PASSAGE PROVIDED:
*-*-*

“When I first read the script I was like, so this is just a movie about a guy going from woman to woman?” Cassandra Freeman said after the world premiere of Long Nights Short Mornings at SXSW. “No, thank you.”

Actually, Freeman ended up taking the part. But with the notable exception of her character, Brooklyn-based writer-director Chadd Harbold’s second feature pretty much is a movie about a guy going from woman to woman. Think of it as the dramatic counterpart to his 2013 comedy, How to Be a Man. That one, in which Gavin McInnes taught his kid how to be a grade-A a douchebag, milked the male id for laughs. In this one, Shiloh Fernandez plays James, a man-about-town who is probably the most miserable slave to his id since Michael Fassbender’s character in Shame.

No, James doesn’t end up weeping in the shower after getting blown in a gay bar. But his low point does occur to the tune of techno. It happens around the time he goes to Bossa Nova Civic Club and tries to get in on a bathroom coke sesh with a couple of underage girls, only to get called out for being the creepy old dude. This is the Bushwick version of rock bottom, folks.

*-*-*

DATASET CONTENT:
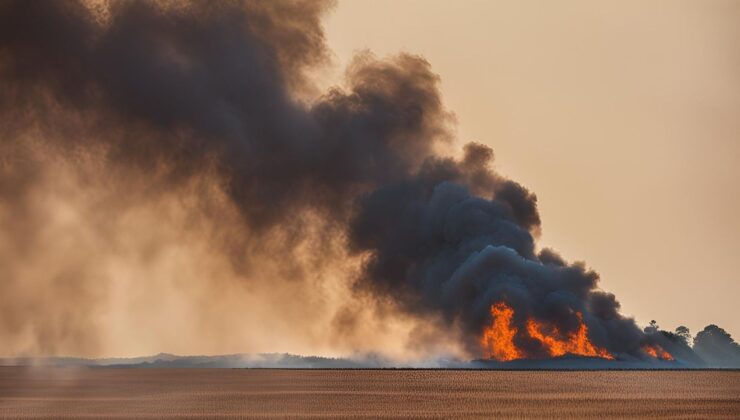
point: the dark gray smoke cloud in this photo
(203, 87)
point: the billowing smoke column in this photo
(201, 86)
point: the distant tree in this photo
(684, 333)
(716, 347)
(652, 328)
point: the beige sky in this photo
(623, 117)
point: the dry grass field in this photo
(138, 393)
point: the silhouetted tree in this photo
(652, 328)
(684, 333)
(716, 347)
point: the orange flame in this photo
(657, 352)
(498, 339)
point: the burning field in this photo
(171, 178)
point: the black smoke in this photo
(206, 86)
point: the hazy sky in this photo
(622, 116)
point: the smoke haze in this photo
(172, 180)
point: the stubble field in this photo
(139, 393)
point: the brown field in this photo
(137, 393)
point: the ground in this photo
(139, 393)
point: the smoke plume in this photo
(169, 174)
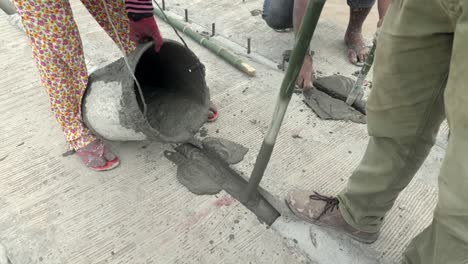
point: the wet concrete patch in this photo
(328, 100)
(329, 108)
(205, 170)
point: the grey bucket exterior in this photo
(112, 107)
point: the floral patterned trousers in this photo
(58, 51)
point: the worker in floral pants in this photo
(58, 52)
(420, 78)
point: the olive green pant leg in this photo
(446, 240)
(404, 110)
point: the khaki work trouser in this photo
(420, 77)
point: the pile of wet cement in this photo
(205, 170)
(328, 100)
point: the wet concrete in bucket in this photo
(205, 170)
(328, 100)
(175, 114)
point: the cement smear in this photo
(328, 100)
(196, 172)
(206, 171)
(228, 151)
(338, 86)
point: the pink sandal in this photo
(98, 157)
(213, 113)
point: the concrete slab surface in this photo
(56, 211)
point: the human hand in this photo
(146, 29)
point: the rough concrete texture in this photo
(56, 211)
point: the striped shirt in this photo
(139, 6)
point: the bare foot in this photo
(357, 50)
(306, 75)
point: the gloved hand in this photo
(143, 26)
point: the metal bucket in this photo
(174, 89)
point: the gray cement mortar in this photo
(206, 171)
(328, 100)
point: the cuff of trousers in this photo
(138, 16)
(345, 212)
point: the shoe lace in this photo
(331, 203)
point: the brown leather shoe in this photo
(324, 211)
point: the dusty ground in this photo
(55, 211)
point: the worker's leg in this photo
(358, 11)
(116, 24)
(57, 49)
(446, 240)
(404, 110)
(278, 14)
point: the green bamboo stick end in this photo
(309, 23)
(217, 49)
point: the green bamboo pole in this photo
(309, 23)
(207, 43)
(357, 87)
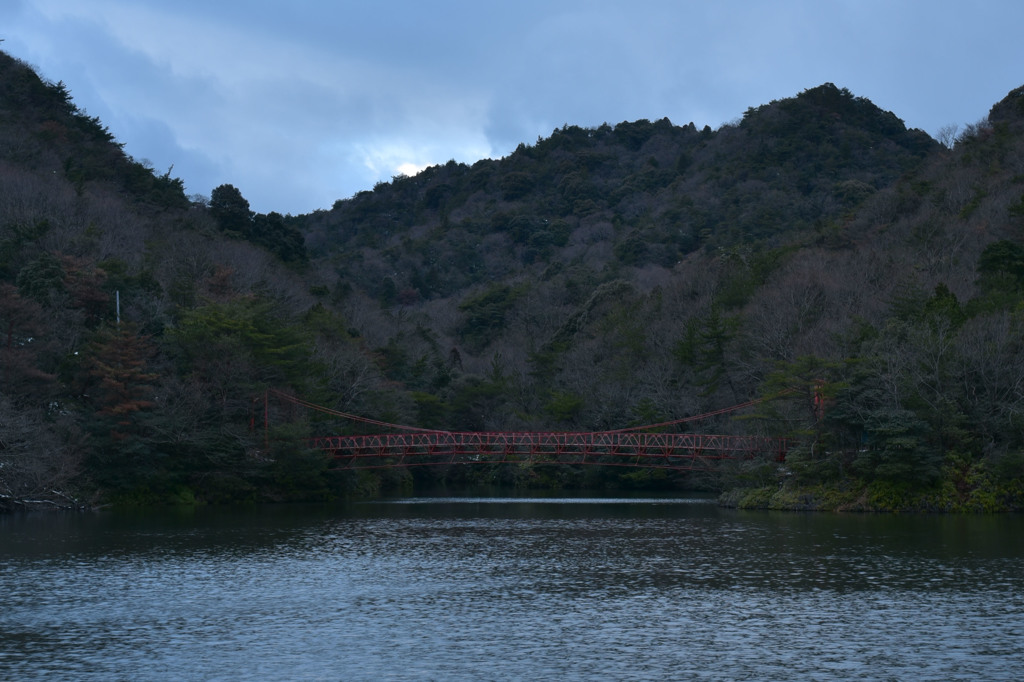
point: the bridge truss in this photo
(652, 451)
(637, 446)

*-*-*

PROMPT A: In the passage, which actor plays James?
PROMPT B: What film titles are named in the passage? List every one.

WRITTEN ANSWER A: Shiloh Fernandez

WRITTEN ANSWER B: Long Nights Short Mornings, How to Be a Man, Shame